→ TASK DETAILS
Return, word for word, the records below from the line containing "the blue plastic" through the last line of the records, both ends included.

→ RECORDS PROVIDED

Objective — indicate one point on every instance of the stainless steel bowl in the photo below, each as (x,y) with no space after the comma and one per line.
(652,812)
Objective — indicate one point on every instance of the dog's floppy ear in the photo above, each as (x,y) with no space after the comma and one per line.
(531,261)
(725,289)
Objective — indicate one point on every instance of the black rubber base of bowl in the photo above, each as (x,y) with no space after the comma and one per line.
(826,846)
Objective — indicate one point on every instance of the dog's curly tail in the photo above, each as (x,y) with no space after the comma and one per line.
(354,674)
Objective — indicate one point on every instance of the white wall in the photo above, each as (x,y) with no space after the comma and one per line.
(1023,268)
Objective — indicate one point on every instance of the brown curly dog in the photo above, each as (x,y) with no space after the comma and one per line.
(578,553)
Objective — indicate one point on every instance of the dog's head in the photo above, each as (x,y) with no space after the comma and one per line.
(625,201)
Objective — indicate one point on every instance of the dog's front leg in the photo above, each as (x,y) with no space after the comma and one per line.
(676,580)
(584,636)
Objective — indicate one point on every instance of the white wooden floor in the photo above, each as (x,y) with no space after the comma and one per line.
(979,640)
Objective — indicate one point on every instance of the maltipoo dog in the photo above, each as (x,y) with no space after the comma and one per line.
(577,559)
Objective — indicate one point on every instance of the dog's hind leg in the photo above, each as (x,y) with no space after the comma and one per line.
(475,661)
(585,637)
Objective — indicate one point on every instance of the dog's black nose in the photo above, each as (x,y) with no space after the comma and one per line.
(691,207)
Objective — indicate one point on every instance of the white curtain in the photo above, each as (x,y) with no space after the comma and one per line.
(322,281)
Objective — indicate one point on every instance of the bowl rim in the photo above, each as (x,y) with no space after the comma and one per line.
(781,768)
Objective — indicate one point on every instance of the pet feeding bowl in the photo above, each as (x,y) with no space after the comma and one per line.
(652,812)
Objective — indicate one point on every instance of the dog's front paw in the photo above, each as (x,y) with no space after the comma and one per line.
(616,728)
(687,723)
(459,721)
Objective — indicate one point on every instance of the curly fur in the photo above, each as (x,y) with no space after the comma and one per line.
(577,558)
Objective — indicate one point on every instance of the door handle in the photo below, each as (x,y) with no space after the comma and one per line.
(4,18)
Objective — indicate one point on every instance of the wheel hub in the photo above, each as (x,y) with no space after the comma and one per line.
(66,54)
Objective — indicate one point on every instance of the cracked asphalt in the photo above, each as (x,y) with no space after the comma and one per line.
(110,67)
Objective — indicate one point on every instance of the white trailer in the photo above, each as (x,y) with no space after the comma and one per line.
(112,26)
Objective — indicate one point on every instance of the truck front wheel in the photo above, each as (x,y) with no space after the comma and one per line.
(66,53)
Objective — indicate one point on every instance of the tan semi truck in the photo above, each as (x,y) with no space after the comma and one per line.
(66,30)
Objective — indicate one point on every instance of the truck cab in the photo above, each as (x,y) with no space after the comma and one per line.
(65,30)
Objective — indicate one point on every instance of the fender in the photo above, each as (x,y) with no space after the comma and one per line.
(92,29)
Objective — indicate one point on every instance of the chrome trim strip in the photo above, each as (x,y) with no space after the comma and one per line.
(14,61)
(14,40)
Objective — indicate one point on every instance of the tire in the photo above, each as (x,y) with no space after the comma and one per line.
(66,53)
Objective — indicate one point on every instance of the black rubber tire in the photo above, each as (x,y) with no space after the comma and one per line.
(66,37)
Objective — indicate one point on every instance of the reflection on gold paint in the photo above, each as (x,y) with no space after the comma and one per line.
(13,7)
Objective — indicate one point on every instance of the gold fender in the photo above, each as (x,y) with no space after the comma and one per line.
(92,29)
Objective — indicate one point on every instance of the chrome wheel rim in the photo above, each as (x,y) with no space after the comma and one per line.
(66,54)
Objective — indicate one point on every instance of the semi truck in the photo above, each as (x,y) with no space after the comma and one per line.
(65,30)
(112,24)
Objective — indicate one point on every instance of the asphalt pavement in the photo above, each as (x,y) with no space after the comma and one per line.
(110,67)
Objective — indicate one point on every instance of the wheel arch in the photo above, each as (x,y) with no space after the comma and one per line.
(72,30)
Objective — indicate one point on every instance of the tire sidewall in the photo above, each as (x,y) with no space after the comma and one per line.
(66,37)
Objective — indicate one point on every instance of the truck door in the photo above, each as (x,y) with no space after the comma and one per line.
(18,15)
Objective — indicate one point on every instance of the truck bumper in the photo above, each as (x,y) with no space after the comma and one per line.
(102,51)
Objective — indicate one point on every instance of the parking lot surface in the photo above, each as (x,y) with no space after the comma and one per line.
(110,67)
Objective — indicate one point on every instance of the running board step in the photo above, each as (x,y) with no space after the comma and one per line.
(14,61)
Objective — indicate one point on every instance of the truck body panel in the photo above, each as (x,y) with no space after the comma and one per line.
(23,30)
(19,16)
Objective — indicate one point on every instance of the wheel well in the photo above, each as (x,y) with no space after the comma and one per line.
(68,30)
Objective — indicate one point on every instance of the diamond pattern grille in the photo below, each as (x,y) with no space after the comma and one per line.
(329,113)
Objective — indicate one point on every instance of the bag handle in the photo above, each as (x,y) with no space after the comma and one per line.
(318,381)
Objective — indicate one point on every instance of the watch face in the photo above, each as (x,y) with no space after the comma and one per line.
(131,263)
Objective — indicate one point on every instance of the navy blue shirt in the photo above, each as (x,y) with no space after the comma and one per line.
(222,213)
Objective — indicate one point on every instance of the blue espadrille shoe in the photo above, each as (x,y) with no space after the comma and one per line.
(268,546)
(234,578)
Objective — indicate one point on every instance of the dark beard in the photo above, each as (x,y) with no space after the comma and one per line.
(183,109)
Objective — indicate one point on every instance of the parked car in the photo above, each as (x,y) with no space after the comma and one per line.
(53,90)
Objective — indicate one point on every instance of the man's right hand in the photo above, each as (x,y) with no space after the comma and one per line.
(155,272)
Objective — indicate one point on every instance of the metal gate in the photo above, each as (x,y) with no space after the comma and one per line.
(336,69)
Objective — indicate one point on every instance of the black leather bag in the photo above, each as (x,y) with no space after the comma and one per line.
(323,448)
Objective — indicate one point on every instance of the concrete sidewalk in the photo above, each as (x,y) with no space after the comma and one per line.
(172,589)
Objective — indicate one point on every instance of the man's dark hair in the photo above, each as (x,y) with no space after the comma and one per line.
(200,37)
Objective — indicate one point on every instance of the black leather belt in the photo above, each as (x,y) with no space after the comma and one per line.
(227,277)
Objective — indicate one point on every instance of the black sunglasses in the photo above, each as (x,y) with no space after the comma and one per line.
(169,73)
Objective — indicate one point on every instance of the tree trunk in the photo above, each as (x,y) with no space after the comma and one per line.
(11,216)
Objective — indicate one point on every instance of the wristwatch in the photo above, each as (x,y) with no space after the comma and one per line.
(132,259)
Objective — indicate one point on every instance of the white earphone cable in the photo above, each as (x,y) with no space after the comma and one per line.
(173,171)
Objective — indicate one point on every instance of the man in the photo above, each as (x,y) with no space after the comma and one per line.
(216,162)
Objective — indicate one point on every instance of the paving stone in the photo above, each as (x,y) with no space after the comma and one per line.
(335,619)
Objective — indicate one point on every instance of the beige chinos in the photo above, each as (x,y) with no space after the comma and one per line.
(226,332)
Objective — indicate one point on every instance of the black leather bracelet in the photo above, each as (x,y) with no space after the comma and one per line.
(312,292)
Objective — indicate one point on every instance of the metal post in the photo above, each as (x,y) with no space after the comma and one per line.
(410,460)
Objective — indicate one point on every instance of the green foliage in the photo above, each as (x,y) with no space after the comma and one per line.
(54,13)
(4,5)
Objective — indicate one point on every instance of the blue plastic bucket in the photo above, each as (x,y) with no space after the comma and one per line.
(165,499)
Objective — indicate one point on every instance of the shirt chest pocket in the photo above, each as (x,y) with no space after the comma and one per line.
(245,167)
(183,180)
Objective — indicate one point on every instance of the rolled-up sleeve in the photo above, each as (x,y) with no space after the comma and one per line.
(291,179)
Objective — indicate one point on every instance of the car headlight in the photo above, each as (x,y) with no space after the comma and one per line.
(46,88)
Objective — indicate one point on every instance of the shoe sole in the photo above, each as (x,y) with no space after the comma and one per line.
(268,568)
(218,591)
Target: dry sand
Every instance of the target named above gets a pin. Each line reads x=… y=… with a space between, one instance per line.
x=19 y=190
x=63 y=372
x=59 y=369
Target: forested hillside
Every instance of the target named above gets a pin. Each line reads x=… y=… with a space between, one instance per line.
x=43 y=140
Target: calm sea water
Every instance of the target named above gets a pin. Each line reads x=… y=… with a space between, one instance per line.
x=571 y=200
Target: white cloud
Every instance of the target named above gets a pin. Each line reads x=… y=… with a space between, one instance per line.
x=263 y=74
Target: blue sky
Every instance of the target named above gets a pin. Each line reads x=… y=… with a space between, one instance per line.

→ WRITTEN SOLUTION
Objective — indicate one point on every instance of the blue plastic bucket in the photo above, each as (x,y) with no space after the comma and one per line.
(165,499)
Objective — indicate one point on every instance of the shirt chest pocket in the photo above, each as (x,y) with no space after the comma and one per line.
(245,167)
(183,180)
Objective — indicate one point on every instance of the rolled-up sleeve in the photo above, each as (x,y) with no space after the comma and one per line.
(291,179)
Objective — indicate one point on every instance of the car headlight in the photo above, each as (x,y) with no space after the comma and one per line.
(46,88)
Objective — indicate one point on every instance of the shoe sole in the photo above, each as (x,y) with no space after the comma and one per line.
(268,568)
(218,591)
Target: dry sand
Every instance of the target named above gets a pin. Each line reads x=… y=… with a space between, one instance per line.
x=19 y=190
x=63 y=372
x=59 y=369
Target: forested hillside
Every instance of the target named above gets a pin. Each line reads x=… y=… with a space between, one instance per line.
x=43 y=140
Target: calm sea water
Every instance of the target named above gets a pin. Each line reads x=… y=… with a space between, one instance per line.
x=571 y=200
Target: white cloud
Every instance of the target named above gets a pin. Each line reads x=… y=… with a space between, one instance per line.
x=263 y=74
Target: blue sky
Every instance of the target named above gets a pin. Each line reads x=… y=… with a space between, one instance per line.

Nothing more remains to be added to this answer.